→ Exercise prompt
Write the material out again, line by line, exactly as it is.

→ Data
▼

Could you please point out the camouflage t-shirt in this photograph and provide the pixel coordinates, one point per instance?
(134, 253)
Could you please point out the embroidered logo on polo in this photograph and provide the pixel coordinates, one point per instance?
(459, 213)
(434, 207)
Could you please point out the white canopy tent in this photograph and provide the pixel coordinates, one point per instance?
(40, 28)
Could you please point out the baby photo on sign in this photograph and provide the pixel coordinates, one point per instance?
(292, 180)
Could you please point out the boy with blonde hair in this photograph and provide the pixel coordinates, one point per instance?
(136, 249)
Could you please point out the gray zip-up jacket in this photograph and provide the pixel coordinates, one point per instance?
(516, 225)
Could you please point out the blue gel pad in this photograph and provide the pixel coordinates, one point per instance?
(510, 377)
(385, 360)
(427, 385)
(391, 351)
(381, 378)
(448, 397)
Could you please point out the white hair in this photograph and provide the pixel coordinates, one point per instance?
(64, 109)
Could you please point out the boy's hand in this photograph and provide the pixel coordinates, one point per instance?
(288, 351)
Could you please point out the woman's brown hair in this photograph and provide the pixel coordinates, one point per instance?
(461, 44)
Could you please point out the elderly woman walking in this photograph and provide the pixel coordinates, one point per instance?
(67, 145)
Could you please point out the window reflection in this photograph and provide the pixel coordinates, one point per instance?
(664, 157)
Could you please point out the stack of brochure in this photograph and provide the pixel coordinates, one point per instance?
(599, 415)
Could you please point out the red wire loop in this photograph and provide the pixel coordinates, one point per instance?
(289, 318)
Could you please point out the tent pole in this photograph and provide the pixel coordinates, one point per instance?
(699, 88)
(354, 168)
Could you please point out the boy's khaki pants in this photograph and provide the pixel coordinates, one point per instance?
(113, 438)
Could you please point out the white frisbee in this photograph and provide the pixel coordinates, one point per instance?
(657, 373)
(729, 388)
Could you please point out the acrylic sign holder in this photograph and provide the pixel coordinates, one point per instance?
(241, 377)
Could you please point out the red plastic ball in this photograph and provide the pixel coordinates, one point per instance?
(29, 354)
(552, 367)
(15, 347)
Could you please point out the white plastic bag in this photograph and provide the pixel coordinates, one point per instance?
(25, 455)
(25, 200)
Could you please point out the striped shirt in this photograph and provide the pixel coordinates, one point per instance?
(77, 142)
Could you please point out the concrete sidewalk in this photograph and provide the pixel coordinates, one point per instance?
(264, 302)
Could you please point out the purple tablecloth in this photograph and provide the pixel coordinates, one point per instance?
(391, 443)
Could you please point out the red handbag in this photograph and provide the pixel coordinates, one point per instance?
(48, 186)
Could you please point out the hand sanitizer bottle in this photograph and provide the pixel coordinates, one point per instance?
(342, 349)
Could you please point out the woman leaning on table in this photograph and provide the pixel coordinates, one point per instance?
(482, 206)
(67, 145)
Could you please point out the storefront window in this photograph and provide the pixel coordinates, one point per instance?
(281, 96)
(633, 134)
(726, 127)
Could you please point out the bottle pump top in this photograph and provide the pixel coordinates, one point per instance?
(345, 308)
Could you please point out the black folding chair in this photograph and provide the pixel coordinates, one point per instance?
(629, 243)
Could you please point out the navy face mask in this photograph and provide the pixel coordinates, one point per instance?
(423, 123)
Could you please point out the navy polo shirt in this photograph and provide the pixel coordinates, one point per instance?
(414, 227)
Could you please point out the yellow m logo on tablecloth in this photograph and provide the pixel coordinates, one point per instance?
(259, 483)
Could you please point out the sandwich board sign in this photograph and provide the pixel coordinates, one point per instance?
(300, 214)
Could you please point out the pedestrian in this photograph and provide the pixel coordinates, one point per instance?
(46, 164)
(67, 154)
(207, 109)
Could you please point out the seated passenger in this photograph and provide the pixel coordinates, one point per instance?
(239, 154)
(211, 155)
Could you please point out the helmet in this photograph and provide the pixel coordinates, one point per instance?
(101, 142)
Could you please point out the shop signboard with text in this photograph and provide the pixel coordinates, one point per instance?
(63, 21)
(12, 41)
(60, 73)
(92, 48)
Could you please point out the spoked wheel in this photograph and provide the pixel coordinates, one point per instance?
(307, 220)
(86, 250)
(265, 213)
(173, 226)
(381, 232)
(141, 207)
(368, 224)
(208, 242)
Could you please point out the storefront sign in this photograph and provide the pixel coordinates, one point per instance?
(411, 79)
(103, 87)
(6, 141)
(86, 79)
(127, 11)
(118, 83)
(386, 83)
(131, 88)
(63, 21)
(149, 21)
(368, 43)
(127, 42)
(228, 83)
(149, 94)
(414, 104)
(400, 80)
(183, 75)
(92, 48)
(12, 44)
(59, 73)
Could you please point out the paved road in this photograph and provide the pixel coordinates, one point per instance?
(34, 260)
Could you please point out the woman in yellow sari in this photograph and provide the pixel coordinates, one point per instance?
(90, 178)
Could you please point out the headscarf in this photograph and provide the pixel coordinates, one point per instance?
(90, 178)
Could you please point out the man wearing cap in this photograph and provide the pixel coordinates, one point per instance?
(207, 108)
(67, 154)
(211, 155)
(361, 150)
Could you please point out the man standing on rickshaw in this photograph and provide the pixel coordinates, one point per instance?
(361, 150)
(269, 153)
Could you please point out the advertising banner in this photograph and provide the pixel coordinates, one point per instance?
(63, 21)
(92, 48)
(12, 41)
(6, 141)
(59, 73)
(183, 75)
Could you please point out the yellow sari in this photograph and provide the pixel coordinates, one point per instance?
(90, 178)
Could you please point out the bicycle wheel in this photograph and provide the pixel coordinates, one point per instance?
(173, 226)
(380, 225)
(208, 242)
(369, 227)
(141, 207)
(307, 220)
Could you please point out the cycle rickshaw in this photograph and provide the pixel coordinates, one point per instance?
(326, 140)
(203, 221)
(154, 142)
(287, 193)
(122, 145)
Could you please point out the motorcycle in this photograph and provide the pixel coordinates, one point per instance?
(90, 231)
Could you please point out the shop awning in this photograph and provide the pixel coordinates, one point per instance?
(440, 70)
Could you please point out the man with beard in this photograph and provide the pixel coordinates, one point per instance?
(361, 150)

▲

→ Expected answer
Could you please point out the camouflage t-shirt in this photograph and provide the pixel coordinates, one point per instance?
(134, 253)
Could you please point out the embroidered logo on polo in this photograph and provide the pixel coordinates, one point per instance?
(459, 213)
(434, 207)
Could you please point out the white canopy tent in this photograph and provide the pixel coordinates, one point per instance?
(40, 28)
Could you please point out the baby photo on sign in this photograph and provide the pixel coordinates, one point per instance?
(292, 180)
Could you please point out the boy with blonde hair in this photograph and provide the pixel coordinates, one point per instance?
(136, 249)
Could you please point out the gray zip-up jacket in this photograph and provide the pixel coordinates, one point per instance?
(516, 225)
Could you please point out the blue gel pad in this photograph and provide the pixel coordinates, one point per instance?
(510, 377)
(385, 360)
(427, 385)
(391, 351)
(381, 378)
(448, 397)
Could you please point out the white hair in this photograph and provide the pixel coordinates, one point per instance?
(64, 109)
Could you please point out the boy's hand in this photograph and provide the pixel coordinates, one point per instance?
(288, 351)
Could you please point out the woman's brown hair in this photograph and provide the pixel coordinates, one point per instance?
(461, 44)
Could you please point out the elderly woman walking in this photograph and provide the pixel coordinates, one point per instance?
(67, 145)
Could you please point out the window reflection in this photograph and provide the pixel coordinates, one point per instance?
(664, 157)
Could you please point out the stack of brochure in this photograph and provide the pixel coordinates, one point per instance?
(599, 415)
Could you please point out the red wire loop in this photograph and provide the pixel coordinates, one point per instance?
(289, 318)
Could you please point out the tent pole in this photograph and provide the pixel coordinates, one point per instance?
(699, 88)
(354, 168)
Could you please point out the boy's khaki pants in this photograph and provide the pixel coordinates, one point per instance?
(113, 438)
Could you please point out the white frisbee in this photograph and provide the pixel coordinates, one point per instance?
(657, 373)
(729, 388)
Could you please point out the acrylic sign holder in this photograph and provide the pixel coordinates, one point per instance?
(241, 377)
Could you please point out the red plastic ball in this photograph and provide the pixel coordinates, one point per instance?
(29, 354)
(552, 367)
(15, 347)
Could you please point out the white plastic bag in this photograph and provide the pixel coordinates, one point per instance?
(25, 455)
(25, 200)
Could you please point out the striped shirt in this photograph and provide the pixel coordinates, one point per instance?
(77, 142)
Could you please point out the concrete sidewalk in this photograph and provide the pixel coordinates, one point per instance?
(264, 302)
Could you please point out the purple tablecloth in this photograph and provide the pixel coordinates, one point per instance?
(391, 443)
Could you please point out the red handbag in this photograph and provide the pixel coordinates, one point per instance?
(48, 186)
Could you please point out the hand sanitizer bottle in this photograph and provide the pixel coordinates, one point per instance?
(342, 349)
Could you please point out the woman leaning on table in this photograph and provide the pixel coordinates, one point per instance?
(482, 206)
(67, 145)
Could you please point out the storefront window in this photograph and provide the pixel coordinates, one point per instance?
(281, 96)
(633, 134)
(726, 127)
Could you please point out the bottle pump top in this photograph and provide the pixel coordinates, one point per instance?
(345, 308)
Could you please point out the black folding chair in this photograph and provide the pixel coordinates, one point per instance?
(629, 243)
Could you please point out the navy face mask in this photograph and provide the pixel coordinates, one point per instance?
(423, 123)
Could you please point out the navy polo shirt in this photograph and provide the pixel coordinates, one point per instance?
(414, 227)
Could you please point out the yellow m logo on tablecloth in this photograph and provide the pixel coordinates, one point per instance?
(259, 483)
Could you please point out the sandwich board sign in this photograph and provide the pixel coordinates, one point per instance?
(300, 214)
Could you please point out the pedestrian in this photograph and provide the pixel coordinates, one point per instance?
(46, 164)
(67, 154)
(207, 109)
Could you please point out the seated passenger in this photograph and provide the pixel coordinates, one point per instance?
(239, 154)
(211, 155)
Could you please point out the helmet in this photograph and provide the pixel coordinates, one point per instance?
(101, 142)
Could you please point out the shop signboard with text in this photograph and provide the pixel coordinates, one point per instance?
(63, 21)
(12, 41)
(60, 73)
(92, 48)
Could you please point out the spoked wheel in this photograph and provide the pixel coordinates, one point per instance?
(307, 220)
(86, 250)
(265, 213)
(173, 226)
(381, 232)
(141, 207)
(368, 224)
(208, 242)
Could you please point out the storefront sign in this photograph and provide the pixel coordinates, one point per instance?
(411, 79)
(103, 87)
(6, 141)
(86, 79)
(127, 11)
(118, 83)
(386, 83)
(131, 88)
(63, 21)
(149, 21)
(368, 43)
(127, 42)
(228, 83)
(149, 94)
(414, 104)
(400, 80)
(183, 75)
(92, 48)
(12, 44)
(59, 73)
Could you please point out the paved road in this photograph and provide the pixel coordinates, one point per instance?
(34, 260)
Could you please point out the woman in yellow sari in this photograph and provide the pixel coordinates, one point per instance?
(90, 178)
Could you please point out the headscarf in this photograph and provide the pixel coordinates, one point per instance?
(90, 178)
Could you please point out the man wearing cap in this photograph and provide the pixel coordinates, one point per instance?
(207, 108)
(67, 154)
(211, 155)
(361, 150)
Could you please point out the man standing on rickshaw in this photograph and provide the pixel coordinates, one point per instance?
(361, 150)
(269, 153)
Could you please point out the advertising banner in this photograph and provide the pixel coordinates, one point per instance?
(63, 21)
(92, 48)
(12, 41)
(6, 141)
(59, 73)
(183, 75)
Could you please point out the yellow sari in this photograph and provide the pixel coordinates, one point per instance?
(90, 178)
Could you please point out the bicycle wheel in this photograph and provide the pixel coordinates, one point per instance?
(173, 226)
(380, 225)
(208, 242)
(369, 227)
(141, 207)
(307, 220)
Could you please point out the cycle rickshaw in this photograph and provide the pixel coordinates, one point per instance?
(326, 140)
(203, 221)
(154, 142)
(287, 193)
(122, 145)
Could you please point out the motorcycle in this photograph and provide the pixel coordinates, one point per instance?
(90, 231)
Could you please point out the shop awning in this photograph and provide the pixel coordinates, one point per instance?
(440, 70)
Could you please point out the man with beard in this photograph and provide the pixel coordinates, one point per instance?
(361, 150)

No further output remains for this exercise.